- [Stated goal a]: Change "wet sand" to "damp sand" in the pointing listing, from its first line down to the line containing "pixel 107 344", and give those lines back with everything else unchanged and the pictures left out.

Once, it was sentence variation. I spent far too long manually counting the length of each sentence before discovering the Hemingway editor, which I now use in all my articles.
The monthly challenges don’t take up too much time, but they give me three benefits:
Make sure that each month I add more skills to my repertoire
Stop me from getting overwhelmed or tired as I do the extra work to upskill myself (because the challenges are small and manageable)
Provide variation from month to month, which keeps life interesting even if I stay on the same client accounts
2. Failure-Focused Debriefs, To Aid Learning
Just like elite athletes, content marketers need to adapt to changing circumstances and improve over time. The best way to do that is by analyzing past failures and implementing learnings from them.
Formula 1 teams always debrief after each race. Take the team of world-record holder Lewis Hamilton, Mercedes. Although Mercedes recently broke their 8-year streak of constructor’s championship wins, they were awarded the title of ‘biggest in-season development’ for their 2022 car. Mercedes has several debrief-style meetings throughout the week, but they hold the biggest one every Monday after a weekend of racing.
The team celebrates and applauds wins but spends the majority of the debrief analyzing areas where they weren’t successful — whether that be a bungled pit stop, the wrong tire choice, or a power unit issue. Team principal Toto Wolff emphasizes the importance of studying failure, and Hamilton argues that failure is “100% necessary” for greatness because it’s where you build strength. After analysis, they implement their learnings by creating an action plan for how to improve the next week.

- [Stated goal b]: Say whether each statement agrees with the passage on monthly challenges and debriefs. Answer yes or no and quote the deciding words. (i) Mercedes holds its biggest debrief every Monday after a weekend of racing. (ii) Mercedes was awarded the title of "biggest in-season development" for its 2021 car. (iii) The writer uses the Hemingway editor in all of the writer's articles.

Pointing records
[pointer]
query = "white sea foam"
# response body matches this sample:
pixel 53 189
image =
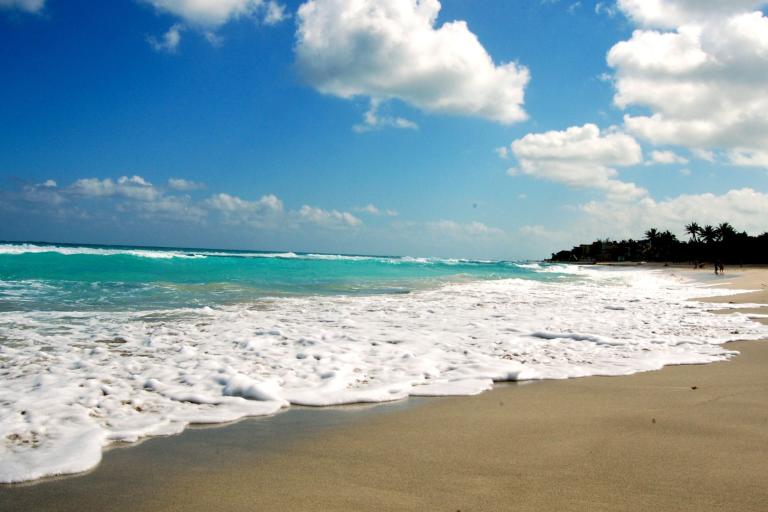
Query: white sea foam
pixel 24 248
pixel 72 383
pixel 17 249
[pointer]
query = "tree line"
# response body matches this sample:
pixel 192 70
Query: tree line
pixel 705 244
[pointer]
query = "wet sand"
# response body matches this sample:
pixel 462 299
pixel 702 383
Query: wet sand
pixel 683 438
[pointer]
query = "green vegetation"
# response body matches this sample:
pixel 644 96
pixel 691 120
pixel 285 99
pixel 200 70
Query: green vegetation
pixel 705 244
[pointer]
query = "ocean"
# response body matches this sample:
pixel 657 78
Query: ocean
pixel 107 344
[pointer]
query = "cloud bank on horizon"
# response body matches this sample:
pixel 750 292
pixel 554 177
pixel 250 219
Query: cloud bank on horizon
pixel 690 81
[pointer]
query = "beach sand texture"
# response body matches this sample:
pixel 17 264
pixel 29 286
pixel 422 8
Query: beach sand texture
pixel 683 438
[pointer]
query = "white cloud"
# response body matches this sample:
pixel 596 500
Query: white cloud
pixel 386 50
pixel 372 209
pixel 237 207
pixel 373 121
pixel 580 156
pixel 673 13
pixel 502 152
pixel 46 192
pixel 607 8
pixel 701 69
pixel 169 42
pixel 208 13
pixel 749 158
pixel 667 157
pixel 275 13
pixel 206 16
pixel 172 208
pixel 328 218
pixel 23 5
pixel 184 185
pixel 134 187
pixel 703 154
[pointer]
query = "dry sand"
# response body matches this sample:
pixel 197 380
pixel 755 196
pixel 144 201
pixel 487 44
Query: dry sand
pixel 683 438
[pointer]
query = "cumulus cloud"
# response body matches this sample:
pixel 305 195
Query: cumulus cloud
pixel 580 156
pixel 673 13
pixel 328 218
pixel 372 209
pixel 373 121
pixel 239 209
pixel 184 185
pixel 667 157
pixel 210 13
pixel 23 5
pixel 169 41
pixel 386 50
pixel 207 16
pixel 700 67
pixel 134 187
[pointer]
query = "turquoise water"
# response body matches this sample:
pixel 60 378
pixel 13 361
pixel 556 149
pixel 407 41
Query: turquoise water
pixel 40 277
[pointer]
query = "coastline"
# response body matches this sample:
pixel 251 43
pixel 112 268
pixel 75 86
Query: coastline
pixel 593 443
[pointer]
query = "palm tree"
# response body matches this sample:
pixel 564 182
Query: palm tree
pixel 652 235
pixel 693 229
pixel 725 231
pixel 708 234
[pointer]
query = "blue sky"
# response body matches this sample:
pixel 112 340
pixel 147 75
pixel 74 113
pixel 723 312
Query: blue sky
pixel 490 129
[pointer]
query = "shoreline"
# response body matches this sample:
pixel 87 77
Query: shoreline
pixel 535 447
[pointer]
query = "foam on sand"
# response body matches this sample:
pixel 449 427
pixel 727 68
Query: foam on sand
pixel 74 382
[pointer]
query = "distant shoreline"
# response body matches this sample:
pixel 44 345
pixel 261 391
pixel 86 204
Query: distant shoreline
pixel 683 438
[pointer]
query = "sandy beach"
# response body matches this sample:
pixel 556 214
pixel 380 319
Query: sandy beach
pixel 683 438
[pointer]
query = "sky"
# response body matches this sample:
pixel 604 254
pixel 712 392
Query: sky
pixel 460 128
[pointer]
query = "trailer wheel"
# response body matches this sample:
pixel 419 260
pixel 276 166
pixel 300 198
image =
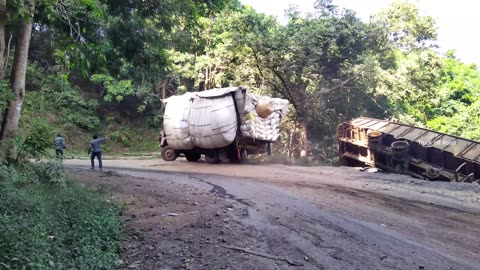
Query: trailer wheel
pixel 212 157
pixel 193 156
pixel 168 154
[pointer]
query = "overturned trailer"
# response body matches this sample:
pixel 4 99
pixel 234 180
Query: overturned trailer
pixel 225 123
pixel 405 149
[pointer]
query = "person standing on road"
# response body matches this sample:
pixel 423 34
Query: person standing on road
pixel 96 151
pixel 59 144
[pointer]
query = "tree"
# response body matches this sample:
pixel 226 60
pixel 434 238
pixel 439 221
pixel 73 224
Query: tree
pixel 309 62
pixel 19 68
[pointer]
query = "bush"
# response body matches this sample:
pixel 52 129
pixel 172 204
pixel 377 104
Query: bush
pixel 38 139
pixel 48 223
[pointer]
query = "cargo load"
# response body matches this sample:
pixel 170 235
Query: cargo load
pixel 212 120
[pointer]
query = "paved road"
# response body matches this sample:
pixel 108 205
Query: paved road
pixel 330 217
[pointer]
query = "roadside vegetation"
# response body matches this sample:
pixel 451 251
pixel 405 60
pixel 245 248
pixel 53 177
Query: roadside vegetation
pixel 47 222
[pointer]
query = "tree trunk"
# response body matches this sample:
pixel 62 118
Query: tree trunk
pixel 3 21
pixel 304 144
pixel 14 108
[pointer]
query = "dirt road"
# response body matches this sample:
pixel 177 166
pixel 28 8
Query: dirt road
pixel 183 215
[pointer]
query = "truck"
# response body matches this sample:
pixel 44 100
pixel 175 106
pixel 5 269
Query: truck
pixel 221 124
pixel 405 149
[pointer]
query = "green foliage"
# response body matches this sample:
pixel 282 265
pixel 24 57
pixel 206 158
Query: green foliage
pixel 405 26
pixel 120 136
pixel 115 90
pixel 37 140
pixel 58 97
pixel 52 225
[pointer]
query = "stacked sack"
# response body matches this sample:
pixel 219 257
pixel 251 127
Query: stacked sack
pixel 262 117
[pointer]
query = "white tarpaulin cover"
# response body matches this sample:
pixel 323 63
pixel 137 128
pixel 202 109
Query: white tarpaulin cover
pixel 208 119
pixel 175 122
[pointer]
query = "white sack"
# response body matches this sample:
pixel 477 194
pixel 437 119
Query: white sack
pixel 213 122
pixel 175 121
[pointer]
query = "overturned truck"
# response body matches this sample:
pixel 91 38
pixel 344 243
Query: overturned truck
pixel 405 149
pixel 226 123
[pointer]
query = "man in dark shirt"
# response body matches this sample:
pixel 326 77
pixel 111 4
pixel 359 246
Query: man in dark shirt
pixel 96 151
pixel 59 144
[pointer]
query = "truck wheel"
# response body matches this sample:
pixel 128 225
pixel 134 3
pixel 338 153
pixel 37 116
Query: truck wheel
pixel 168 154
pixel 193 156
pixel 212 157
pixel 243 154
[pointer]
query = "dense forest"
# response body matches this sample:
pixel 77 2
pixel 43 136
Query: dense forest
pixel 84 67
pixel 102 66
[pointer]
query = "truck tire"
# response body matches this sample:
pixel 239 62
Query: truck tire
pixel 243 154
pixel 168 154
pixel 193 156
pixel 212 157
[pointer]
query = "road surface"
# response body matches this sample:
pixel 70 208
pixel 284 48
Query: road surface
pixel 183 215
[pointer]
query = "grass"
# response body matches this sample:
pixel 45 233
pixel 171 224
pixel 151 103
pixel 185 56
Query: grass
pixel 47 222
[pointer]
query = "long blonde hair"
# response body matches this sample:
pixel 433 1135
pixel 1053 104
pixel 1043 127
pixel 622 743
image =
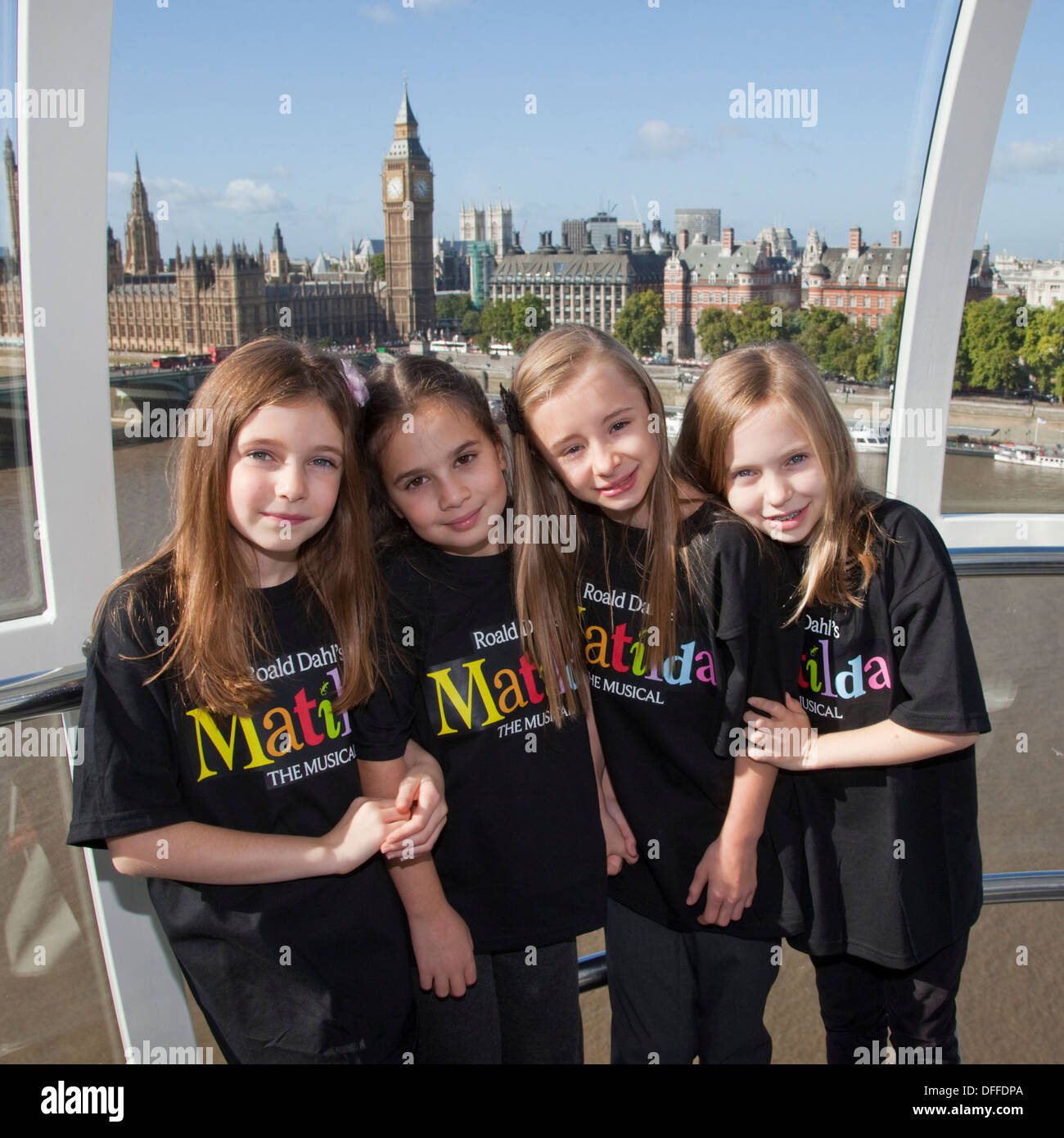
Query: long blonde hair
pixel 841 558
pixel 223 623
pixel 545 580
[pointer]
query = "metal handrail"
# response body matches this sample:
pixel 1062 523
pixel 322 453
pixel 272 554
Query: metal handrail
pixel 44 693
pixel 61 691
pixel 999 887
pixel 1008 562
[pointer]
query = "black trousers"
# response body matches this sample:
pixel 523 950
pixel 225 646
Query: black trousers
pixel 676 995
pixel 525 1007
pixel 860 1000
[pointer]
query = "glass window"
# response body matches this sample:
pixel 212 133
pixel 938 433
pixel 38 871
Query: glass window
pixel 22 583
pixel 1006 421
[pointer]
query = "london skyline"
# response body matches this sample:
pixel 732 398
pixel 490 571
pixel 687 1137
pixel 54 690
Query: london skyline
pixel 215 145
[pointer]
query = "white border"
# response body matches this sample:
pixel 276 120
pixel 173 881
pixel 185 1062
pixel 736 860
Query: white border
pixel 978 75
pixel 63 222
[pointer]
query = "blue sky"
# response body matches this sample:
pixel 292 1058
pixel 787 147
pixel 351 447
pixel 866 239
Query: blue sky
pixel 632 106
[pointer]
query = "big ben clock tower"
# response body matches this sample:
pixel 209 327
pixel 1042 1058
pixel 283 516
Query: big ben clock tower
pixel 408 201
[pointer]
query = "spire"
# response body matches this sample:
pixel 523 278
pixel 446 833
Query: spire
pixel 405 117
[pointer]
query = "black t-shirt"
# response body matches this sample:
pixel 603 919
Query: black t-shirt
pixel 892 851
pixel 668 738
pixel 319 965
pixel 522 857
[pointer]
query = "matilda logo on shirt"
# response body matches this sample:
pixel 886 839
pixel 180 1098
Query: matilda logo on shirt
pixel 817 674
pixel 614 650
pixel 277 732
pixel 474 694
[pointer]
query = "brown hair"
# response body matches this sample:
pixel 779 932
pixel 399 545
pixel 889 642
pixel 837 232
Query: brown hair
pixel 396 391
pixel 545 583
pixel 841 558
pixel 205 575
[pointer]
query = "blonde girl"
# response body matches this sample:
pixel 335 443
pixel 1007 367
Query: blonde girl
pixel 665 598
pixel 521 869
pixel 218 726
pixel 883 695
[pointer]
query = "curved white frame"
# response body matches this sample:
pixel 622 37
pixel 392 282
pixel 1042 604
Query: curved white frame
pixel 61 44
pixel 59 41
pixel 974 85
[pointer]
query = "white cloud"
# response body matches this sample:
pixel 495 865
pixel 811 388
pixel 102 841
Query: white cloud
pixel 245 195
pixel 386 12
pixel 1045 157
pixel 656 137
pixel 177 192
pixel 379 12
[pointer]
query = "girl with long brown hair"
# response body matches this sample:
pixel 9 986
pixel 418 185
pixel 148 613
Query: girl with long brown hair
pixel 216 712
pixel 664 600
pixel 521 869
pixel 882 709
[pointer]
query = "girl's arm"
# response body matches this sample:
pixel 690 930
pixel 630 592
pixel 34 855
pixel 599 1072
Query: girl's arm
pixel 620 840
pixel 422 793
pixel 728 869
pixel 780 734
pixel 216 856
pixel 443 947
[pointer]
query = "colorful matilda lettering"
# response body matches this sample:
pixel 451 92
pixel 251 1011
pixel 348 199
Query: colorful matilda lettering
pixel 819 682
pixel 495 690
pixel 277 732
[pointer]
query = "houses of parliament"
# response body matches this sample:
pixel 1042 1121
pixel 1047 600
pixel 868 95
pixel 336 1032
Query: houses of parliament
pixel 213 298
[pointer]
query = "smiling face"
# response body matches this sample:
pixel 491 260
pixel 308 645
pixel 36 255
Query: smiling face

- [Answer a]:
[pointer]
query = "white sea foam"
# response body matches this sample:
pixel 53 189
image =
Query: white sea foam
pixel 24 248
pixel 72 383
pixel 17 249
[pointer]
query = "tree line"
# response body matches this sample:
pixel 192 70
Query: tree line
pixel 705 244
[pointer]
query = "damp sand"
# response body matches this sample:
pixel 462 299
pixel 702 383
Query: damp sand
pixel 683 438
[pointer]
query = "green vegetation"
# response body matches this sample:
pixel 644 96
pixel 691 120
pixel 285 99
pixel 200 70
Query: green vegetation
pixel 705 244
[pointer]
query = "ocean"
# response body matches this sample:
pixel 657 78
Query: ocean
pixel 107 344

- [Answer b]:
(i) Yes: "they hold the biggest one every Monday after a weekend of racing"
(ii) No: "they were awarded the title of ‘biggest in-season development’ for their 2022 car"
(iii) Yes: "the Hemingway editor, which I now use in all my articles"